AUFGABE 1 >>
Beantworte anhand des Urteilsauszugs:
(a) Welche Kammer welchen Gerichts hat das Urteil gefällt?
(b) Welchen weiteren Betrag muss die Beklagte an den Kläger zahlen?
(c) Wer trägt die Kosten des gesamten Rechtsstreits?

VORLIEGENDER TEXT >>

====================

Kläger und Berufungskläger

Prozessbevollmächtigte: DIEKMANN Rechtsanwälte, Ballindamm 35, 20095 Hamburg

gegen

Condor Flugdienst GmbH, gesetzlich vertreten durch die Geschäftsführer Ralf Teckentrup und Christoph Debus, Am Grünen Weg 1-3, 65451 Kelsterbach

Beklagte und Berufungsbeklagte

Prozessbevollmächtigte: Rechtsanwälte T & M Anwaltssozietät, An den Drei Hasen 31, 61440 Oberursel


hat die 7. Zivilkammer des Landgerichts Darmstadt  durch den Vorsitzenden Richter am Landgericht Wellenreuther, die Richterin am Landgericht Pfannenschmidt und den Richter am Landgericht Jahn aufgrund der mündlichen Verhandlung vom 08.09.2010 für Recht erkannt:


Auf die Berufung des Klägers wird das Urteil des Amtsgerichts Rüsselsheim vom 09.01.2009, Az: 3 C 1269/08, abgeändert.

Die Beklagte wird verurteilt, an den Kläger weitere 1.066,26 € nebst Zinsen in Höhe von 5 Prozentpunkten über dem Basiszinssatz seit dem 27.09.2008 zu zahlen.

Im Übrigen wird die Klage abgewiesen.

Die weitergehende Berufung wird zurückgewiesen.

Die Kosten des gesamten Rechtsstreits hat die Beklagte zu tragen.

Das Urteil ist vorläufig vollstreckbar.

Der Beklagten bleibt nachgelassen, die Vollstreckung durch Sicherheitsleistung in Höhe von 120 % des jeweils zu vollstreckenden Betrages abzuwenden, sofern nicht der Kläger vor der Vollstreckung Sicherheit in gleicher Höhe leistet.

====================

AUSGEWÄHLTE DATENSÄTZE >>
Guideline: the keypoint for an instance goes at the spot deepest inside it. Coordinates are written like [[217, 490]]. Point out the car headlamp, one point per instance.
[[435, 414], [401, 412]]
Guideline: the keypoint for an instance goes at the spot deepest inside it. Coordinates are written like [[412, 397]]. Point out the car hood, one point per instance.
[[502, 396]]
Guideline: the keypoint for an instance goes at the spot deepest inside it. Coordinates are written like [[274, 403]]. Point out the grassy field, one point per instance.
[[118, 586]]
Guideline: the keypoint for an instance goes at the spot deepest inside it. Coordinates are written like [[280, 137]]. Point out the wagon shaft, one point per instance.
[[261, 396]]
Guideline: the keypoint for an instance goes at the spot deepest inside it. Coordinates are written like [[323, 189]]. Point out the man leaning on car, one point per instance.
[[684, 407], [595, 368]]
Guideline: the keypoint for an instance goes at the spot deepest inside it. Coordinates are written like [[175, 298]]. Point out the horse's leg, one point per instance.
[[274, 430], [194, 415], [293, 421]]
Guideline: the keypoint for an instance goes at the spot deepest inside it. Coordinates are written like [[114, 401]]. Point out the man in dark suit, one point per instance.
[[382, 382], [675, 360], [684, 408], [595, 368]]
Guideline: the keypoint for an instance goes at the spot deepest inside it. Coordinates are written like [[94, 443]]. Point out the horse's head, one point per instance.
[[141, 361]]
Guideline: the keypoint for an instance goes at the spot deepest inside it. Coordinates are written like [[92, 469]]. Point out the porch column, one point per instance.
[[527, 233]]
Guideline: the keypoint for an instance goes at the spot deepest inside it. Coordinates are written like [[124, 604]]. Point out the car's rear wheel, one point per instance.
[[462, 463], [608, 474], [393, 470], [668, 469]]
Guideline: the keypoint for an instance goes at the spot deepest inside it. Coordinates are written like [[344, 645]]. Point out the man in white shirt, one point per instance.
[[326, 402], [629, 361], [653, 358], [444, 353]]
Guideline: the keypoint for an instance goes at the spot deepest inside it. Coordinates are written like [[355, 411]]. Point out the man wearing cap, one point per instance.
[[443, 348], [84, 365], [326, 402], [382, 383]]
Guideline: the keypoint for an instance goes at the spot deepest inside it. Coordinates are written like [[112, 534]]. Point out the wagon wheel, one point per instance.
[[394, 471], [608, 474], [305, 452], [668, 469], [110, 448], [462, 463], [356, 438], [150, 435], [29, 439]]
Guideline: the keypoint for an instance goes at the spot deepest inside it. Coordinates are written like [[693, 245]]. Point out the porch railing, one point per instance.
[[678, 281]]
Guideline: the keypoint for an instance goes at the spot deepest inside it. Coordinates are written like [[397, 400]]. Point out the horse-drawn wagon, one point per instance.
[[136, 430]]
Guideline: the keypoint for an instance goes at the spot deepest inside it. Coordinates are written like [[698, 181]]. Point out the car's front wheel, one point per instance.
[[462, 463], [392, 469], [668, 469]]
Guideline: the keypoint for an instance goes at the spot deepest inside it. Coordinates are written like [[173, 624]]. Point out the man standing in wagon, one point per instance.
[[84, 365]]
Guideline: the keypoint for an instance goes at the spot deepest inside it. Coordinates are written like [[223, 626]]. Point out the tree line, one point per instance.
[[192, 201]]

====================

AUFGABE 2 >> Skaliere in der Liste die Zeilen von der Zeile mit „cap, one point per instance.“ bis zum Ende der Liste, beide Enden eingeschlossen, und gib nur diese Zeilen samt Aufforderungen erneut aus. Multipliziere dabei jede Koordinate in den Antworten mit 2,05 und runde auf ganze Zahlen, wobei ,5 aufgerundet wird. Aufforderungen und Formatbeispiele bleiben unverändert.

VOLLSTÄNDIGE ANTWORT 1 >>
(a) Die 7. Zivilkammer des Landgerichts Darmstadt
(b) 1.066,26 € nebst Zinsen in Höhe von 5 Prozentpunkten über dem Basiszinssatz seit dem 27.09.2008
(c) Die Beklagte

VOLLSTÄNDIGE ANTWORT 2 >>
Guideline: the keypoint for an instance goes at the spot deepest inside it. Coordinates are written like [[355, 411]]. Point out the man wearing cap, one point per instance.
[[908, 713], [172, 748], [668, 824], [783, 785]]
Guideline: the keypoint for an instance goes at the spot deepest inside it. Coordinates are written like [[112, 534]]. Point out the wagon wheel, one point per instance.
[[808, 966], [1246, 972], [625, 927], [1369, 961], [226, 918], [947, 949], [730, 898], [308, 892], [59, 900]]
Guideline: the keypoint for an instance goes at the spot deepest inside it. Coordinates are written like [[693, 245]]. Point out the porch railing, one point per instance.
[[1390, 576]]
Guideline: the keypoint for an instance goes at the spot deepest inside it. Coordinates are written like [[397, 400]]. Point out the horse-drawn wagon, one point per instance.
[[279, 882]]
Guideline: the keypoint for an instance goes at the spot deepest inside it. Coordinates are written like [[698, 181]]. Point out the car's front wheel, one point per instance.
[[947, 949], [804, 961], [1369, 961]]
Guideline: the keypoint for an instance goes at the spot deepest inside it. Coordinates are written like [[173, 624]]. Point out the man standing in wagon, one point per instance.
[[172, 748]]
Guideline: the keypoint for an instance goes at the spot deepest inside it. Coordinates are written like [[223, 626]]. Point out the tree line, one point per instance.
[[394, 412]]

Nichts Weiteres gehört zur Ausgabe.